• EXCERPTED RECORDS
------------------------------------------------

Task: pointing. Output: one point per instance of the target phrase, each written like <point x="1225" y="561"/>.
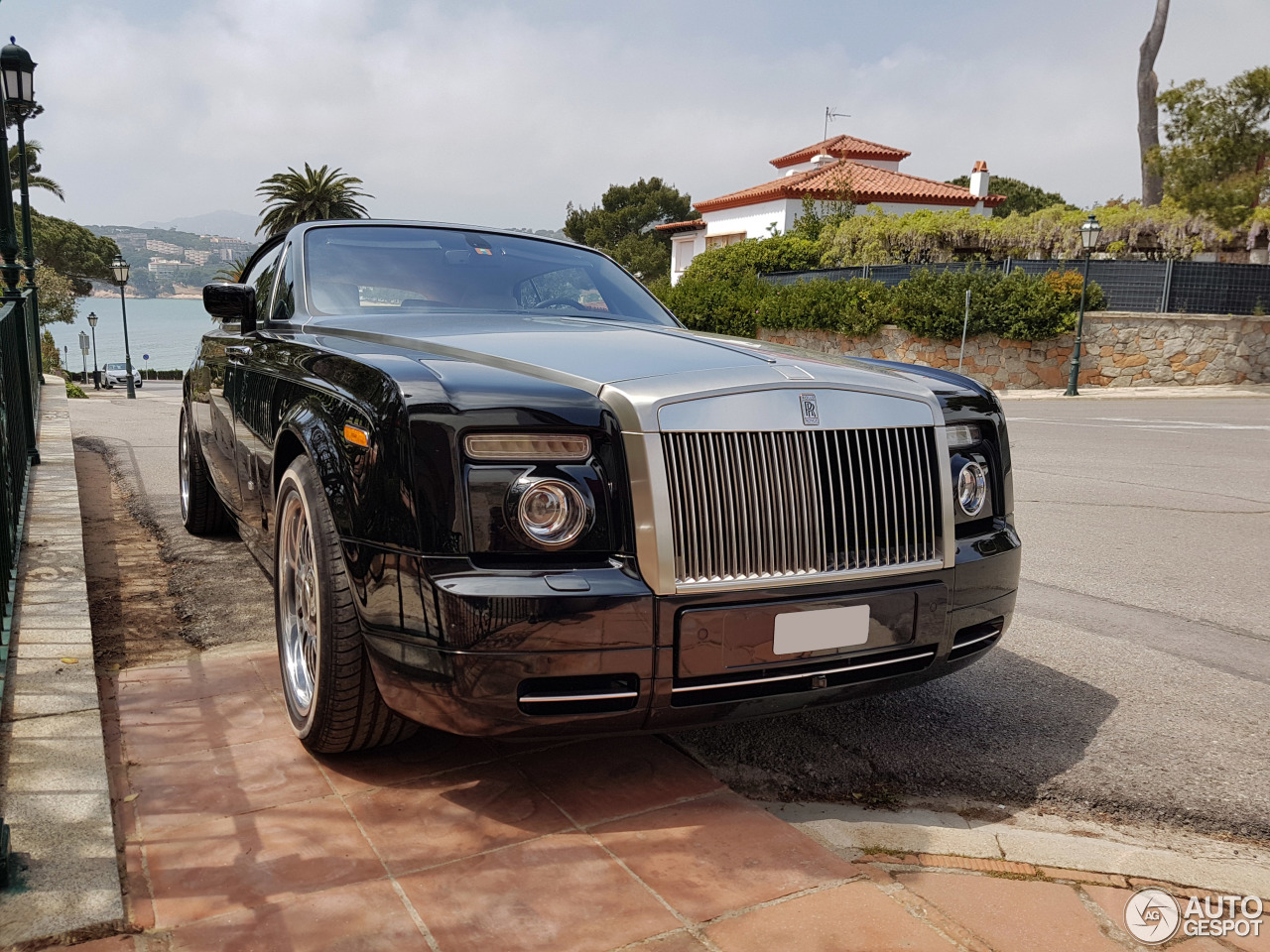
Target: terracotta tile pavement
<point x="235" y="838"/>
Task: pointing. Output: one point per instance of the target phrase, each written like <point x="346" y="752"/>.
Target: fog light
<point x="971" y="488"/>
<point x="553" y="513"/>
<point x="961" y="435"/>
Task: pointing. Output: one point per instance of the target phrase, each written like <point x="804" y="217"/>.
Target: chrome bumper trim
<point x="916" y="656"/>
<point x="567" y="698"/>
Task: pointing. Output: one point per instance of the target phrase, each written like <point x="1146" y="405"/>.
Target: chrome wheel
<point x="299" y="603"/>
<point x="183" y="440"/>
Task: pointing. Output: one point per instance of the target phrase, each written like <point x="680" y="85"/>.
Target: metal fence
<point x="1157" y="287"/>
<point x="19" y="405"/>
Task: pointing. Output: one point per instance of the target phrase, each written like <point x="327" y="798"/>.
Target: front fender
<point x="366" y="486"/>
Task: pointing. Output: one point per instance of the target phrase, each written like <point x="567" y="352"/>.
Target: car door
<point x="254" y="404"/>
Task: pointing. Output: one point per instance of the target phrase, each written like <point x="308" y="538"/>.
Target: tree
<point x="1020" y="197"/>
<point x="1218" y="141"/>
<point x="622" y="225"/>
<point x="820" y="213"/>
<point x="50" y="357"/>
<point x="71" y="250"/>
<point x="33" y="178"/>
<point x="56" y="296"/>
<point x="320" y="194"/>
<point x="1148" y="112"/>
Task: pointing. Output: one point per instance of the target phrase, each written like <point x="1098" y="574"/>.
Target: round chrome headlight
<point x="971" y="488"/>
<point x="553" y="513"/>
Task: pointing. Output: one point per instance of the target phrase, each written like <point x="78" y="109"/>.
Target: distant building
<point x="234" y="245"/>
<point x="164" y="268"/>
<point x="822" y="172"/>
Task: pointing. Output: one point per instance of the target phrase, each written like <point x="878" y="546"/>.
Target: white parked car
<point x="116" y="375"/>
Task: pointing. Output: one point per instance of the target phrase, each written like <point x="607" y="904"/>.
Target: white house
<point x="821" y="171"/>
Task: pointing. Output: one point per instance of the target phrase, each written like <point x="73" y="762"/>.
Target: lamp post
<point x="96" y="379"/>
<point x="18" y="71"/>
<point x="121" y="277"/>
<point x="1089" y="231"/>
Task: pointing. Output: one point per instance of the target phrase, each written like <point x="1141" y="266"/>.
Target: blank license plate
<point x="797" y="633"/>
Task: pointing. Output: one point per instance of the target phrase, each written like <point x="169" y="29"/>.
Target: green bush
<point x="1017" y="306"/>
<point x="717" y="306"/>
<point x="852" y="307"/>
<point x="720" y="291"/>
<point x="783" y="253"/>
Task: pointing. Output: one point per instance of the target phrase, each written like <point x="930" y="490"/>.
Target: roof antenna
<point x="829" y="114"/>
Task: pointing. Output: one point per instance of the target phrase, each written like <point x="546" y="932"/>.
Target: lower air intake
<point x="689" y="692"/>
<point x="975" y="639"/>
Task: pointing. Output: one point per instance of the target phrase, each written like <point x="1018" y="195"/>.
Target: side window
<point x="261" y="277"/>
<point x="285" y="295"/>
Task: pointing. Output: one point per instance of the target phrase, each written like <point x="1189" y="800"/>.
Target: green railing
<point x="19" y="409"/>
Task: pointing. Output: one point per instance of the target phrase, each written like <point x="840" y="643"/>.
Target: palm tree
<point x="293" y="197"/>
<point x="33" y="179"/>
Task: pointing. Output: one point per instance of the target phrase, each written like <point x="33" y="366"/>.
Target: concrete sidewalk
<point x="53" y="772"/>
<point x="239" y="839"/>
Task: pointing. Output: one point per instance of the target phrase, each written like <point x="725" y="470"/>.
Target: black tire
<point x="331" y="698"/>
<point x="200" y="509"/>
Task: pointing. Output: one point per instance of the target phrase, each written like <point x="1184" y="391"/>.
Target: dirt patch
<point x="135" y="617"/>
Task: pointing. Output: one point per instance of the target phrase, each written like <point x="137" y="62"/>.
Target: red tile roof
<point x="843" y="148"/>
<point x="691" y="225"/>
<point x="867" y="184"/>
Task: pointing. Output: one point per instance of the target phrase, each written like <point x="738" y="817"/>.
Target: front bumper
<point x="507" y="654"/>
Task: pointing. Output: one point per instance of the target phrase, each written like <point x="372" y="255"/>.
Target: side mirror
<point x="231" y="302"/>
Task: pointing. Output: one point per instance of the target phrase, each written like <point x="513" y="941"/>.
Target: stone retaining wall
<point x="1121" y="349"/>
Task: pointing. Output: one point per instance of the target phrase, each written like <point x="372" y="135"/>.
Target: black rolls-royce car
<point x="502" y="490"/>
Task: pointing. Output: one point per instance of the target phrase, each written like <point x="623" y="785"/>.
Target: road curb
<point x="1198" y="862"/>
<point x="1193" y="393"/>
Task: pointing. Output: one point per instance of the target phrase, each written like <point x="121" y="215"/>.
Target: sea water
<point x="168" y="329"/>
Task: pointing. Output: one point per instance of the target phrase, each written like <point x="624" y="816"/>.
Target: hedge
<point x="725" y="298"/>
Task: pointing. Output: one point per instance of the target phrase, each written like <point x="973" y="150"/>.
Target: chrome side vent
<point x="784" y="504"/>
<point x="606" y="693"/>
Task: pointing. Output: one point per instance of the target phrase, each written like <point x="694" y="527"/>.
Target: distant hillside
<point x="223" y="222"/>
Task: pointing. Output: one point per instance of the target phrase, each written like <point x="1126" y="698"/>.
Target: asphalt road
<point x="1134" y="683"/>
<point x="223" y="595"/>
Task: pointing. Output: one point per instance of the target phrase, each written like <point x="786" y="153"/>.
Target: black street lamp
<point x="121" y="277"/>
<point x="18" y="73"/>
<point x="91" y="322"/>
<point x="1089" y="231"/>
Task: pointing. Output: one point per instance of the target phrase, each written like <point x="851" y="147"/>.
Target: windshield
<point x="393" y="268"/>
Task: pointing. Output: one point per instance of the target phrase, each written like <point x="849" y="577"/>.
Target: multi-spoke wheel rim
<point x="299" y="603"/>
<point x="183" y="442"/>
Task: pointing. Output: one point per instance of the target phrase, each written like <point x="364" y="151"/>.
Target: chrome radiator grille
<point x="756" y="506"/>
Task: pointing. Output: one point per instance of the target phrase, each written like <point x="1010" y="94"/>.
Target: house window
<point x="683" y="254"/>
<point x="721" y="240"/>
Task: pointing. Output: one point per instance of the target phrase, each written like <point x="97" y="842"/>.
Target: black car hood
<point x="583" y="352"/>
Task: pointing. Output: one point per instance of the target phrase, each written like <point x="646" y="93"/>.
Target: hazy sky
<point x="500" y="113"/>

------------------------------------------------

• WORK REQUEST
Everything in the material except the pictures should be restated word for word.

• RESULT FOR THIS TASK
Task: pointing. Output: one point per instance of the target phrase, each written like <point x="1225" y="561"/>.
Target: terracotta tile pavement
<point x="235" y="838"/>
Task: pointing. Output: one point per instance of the target phrase, each written like <point x="346" y="752"/>.
Target: fog light
<point x="971" y="488"/>
<point x="553" y="513"/>
<point x="961" y="435"/>
Task: pointing. Output: one point per instance of the target phrase, each written like <point x="804" y="217"/>.
Target: chrome bumper trim
<point x="916" y="656"/>
<point x="567" y="698"/>
Task: pointing. Output: one point per instance of the target phrase, each written like <point x="1146" y="405"/>.
Target: chrome wheel
<point x="299" y="603"/>
<point x="183" y="440"/>
Task: pointing. Output: one point per instance of the target phrase, each written like <point x="680" y="85"/>.
Target: metal fence
<point x="1157" y="287"/>
<point x="19" y="405"/>
Task: pointing. Output: one point per instance of the target phrase, each written like <point x="327" y="798"/>.
Target: front fender
<point x="366" y="486"/>
Task: pointing. Output: one point per instance of the target phrase, each written like <point x="567" y="352"/>.
Target: car door
<point x="254" y="404"/>
Task: pointing. Output: one point per instance of the target phrase, each written like <point x="308" y="538"/>.
Target: tree
<point x="1020" y="197"/>
<point x="1218" y="141"/>
<point x="622" y="225"/>
<point x="820" y="213"/>
<point x="50" y="357"/>
<point x="71" y="250"/>
<point x="33" y="178"/>
<point x="56" y="296"/>
<point x="320" y="194"/>
<point x="1148" y="112"/>
Task: pointing. Output: one point per instance of the target phrase, each written like <point x="1098" y="574"/>.
Target: round chrome headlight
<point x="971" y="488"/>
<point x="553" y="513"/>
Task: pointing. Output: one point per instance of the target phrase, each written like <point x="78" y="109"/>.
Target: distant building
<point x="234" y="245"/>
<point x="164" y="268"/>
<point x="822" y="172"/>
Task: pointing. Output: one point per instance of the target phrase, each written like <point x="878" y="546"/>.
Target: white parked car
<point x="116" y="375"/>
Task: pointing. Output: one point per instance of the target phrase, each written like <point x="607" y="904"/>.
Target: white house
<point x="821" y="171"/>
Task: pointing. Output: one point per instance of the target phrase, each written like <point x="73" y="762"/>.
Target: lamp post
<point x="96" y="379"/>
<point x="18" y="71"/>
<point x="121" y="277"/>
<point x="1089" y="231"/>
Task: pointing. Output: one point per instance of the target phrase, each written like <point x="1141" y="266"/>.
Target: blank license plate
<point x="797" y="633"/>
Task: pointing. Output: one point per instance of the target phrase, each written like <point x="169" y="29"/>.
Target: green bush
<point x="1017" y="306"/>
<point x="717" y="306"/>
<point x="852" y="307"/>
<point x="720" y="291"/>
<point x="783" y="253"/>
Task: pointing. Output: one point per instance of the target phrase, each written like <point x="930" y="490"/>.
Target: roof antenna
<point x="829" y="114"/>
Task: pointing. Output: one point per instance of the target phrase, each written like <point x="546" y="932"/>.
Target: lower air intake
<point x="689" y="692"/>
<point x="975" y="639"/>
Task: pointing. Output: one point per instance of the target phrase, each written like <point x="1018" y="195"/>.
Target: side window
<point x="261" y="277"/>
<point x="285" y="295"/>
Task: pointing. Output: one point per instance of the target phrase, each written like <point x="1189" y="800"/>.
Target: green railing
<point x="19" y="409"/>
Task: pointing. Output: one point per instance of the target phrase, each written like <point x="840" y="643"/>.
Target: palm tree
<point x="293" y="197"/>
<point x="33" y="179"/>
Task: pointing. Output: one point per instance of the target phrase, each written like <point x="33" y="366"/>.
Target: concrete sidewalk
<point x="53" y="772"/>
<point x="239" y="839"/>
Task: pointing. Output: one point per instance of the target phrase, each written like <point x="725" y="470"/>.
Target: black tire
<point x="331" y="698"/>
<point x="200" y="509"/>
Task: pointing. Output: one point per instance of the target phrase, each written like <point x="1184" y="391"/>.
Target: dirt patch
<point x="135" y="617"/>
Task: pointing. Output: one point per instance of the target phrase, each written like <point x="137" y="62"/>.
Target: red tile roof
<point x="843" y="148"/>
<point x="691" y="225"/>
<point x="867" y="184"/>
Task: pointing. Output: one point per instance of the target phrase, each written like <point x="738" y="817"/>.
Target: front bumper
<point x="507" y="654"/>
Task: pointing. Output: one point per instance of the target phrase, each written like <point x="372" y="255"/>.
Target: side mirror
<point x="231" y="302"/>
Task: pointing. Output: one point per instance of the target phrase, each written like <point x="513" y="941"/>.
Target: stone retaining wall
<point x="1121" y="349"/>
Task: pointing. Output: one point per instance of the target phrase, each written like <point x="372" y="135"/>.
Target: black rolls-royce car
<point x="502" y="490"/>
Task: pointing. Output: one point per instance of the target phrase, each written like <point x="623" y="785"/>.
Target: road curb
<point x="1198" y="862"/>
<point x="1193" y="393"/>
Task: pointing. Output: one point per instance of the target phrase, each written like <point x="121" y="215"/>.
Target: sea water
<point x="168" y="329"/>
Task: pointing. Output: one point per instance of the target phrase, each written like <point x="624" y="816"/>.
Target: hedge
<point x="725" y="298"/>
Task: pointing. Output: one point per instance of the target phrase, each written like <point x="973" y="150"/>.
Target: chrome side vent
<point x="784" y="504"/>
<point x="606" y="693"/>
Task: pointing. Output: one point per instance of the target phrase, each written like <point x="694" y="527"/>.
Target: distant hillside
<point x="223" y="222"/>
Task: pointing. Output: one point per instance of the target phrase, each written like <point x="1126" y="698"/>.
Target: asphalt road
<point x="1134" y="683"/>
<point x="223" y="595"/>
Task: pointing. Output: one point per instance of the target phrase, each written like <point x="786" y="153"/>.
Target: black street lamp
<point x="121" y="277"/>
<point x="18" y="73"/>
<point x="91" y="322"/>
<point x="1089" y="231"/>
Task: pointing. Output: one point per instance of the target phrase, each written like <point x="851" y="147"/>.
Target: windshield
<point x="393" y="268"/>
Task: pointing. Output: one point per instance of the target phrase, each written like <point x="849" y="577"/>.
Target: multi-spoke wheel rim
<point x="299" y="603"/>
<point x="183" y="442"/>
Task: pointing. Output: one point per instance of the target phrase, each written like <point x="364" y="151"/>.
Target: chrome radiator grille
<point x="756" y="506"/>
Task: pointing. Output: one point per instance of the target phrase, each written like <point x="1010" y="94"/>.
Target: house window
<point x="683" y="254"/>
<point x="721" y="240"/>
Task: pointing. Output: one point per instance of the target phrase, each written like <point x="97" y="842"/>.
Target: black car hood
<point x="583" y="352"/>
Task: pointing. Output: one point per instance of the target phrase, each written like <point x="646" y="93"/>.
Target: hazy sky
<point x="500" y="113"/>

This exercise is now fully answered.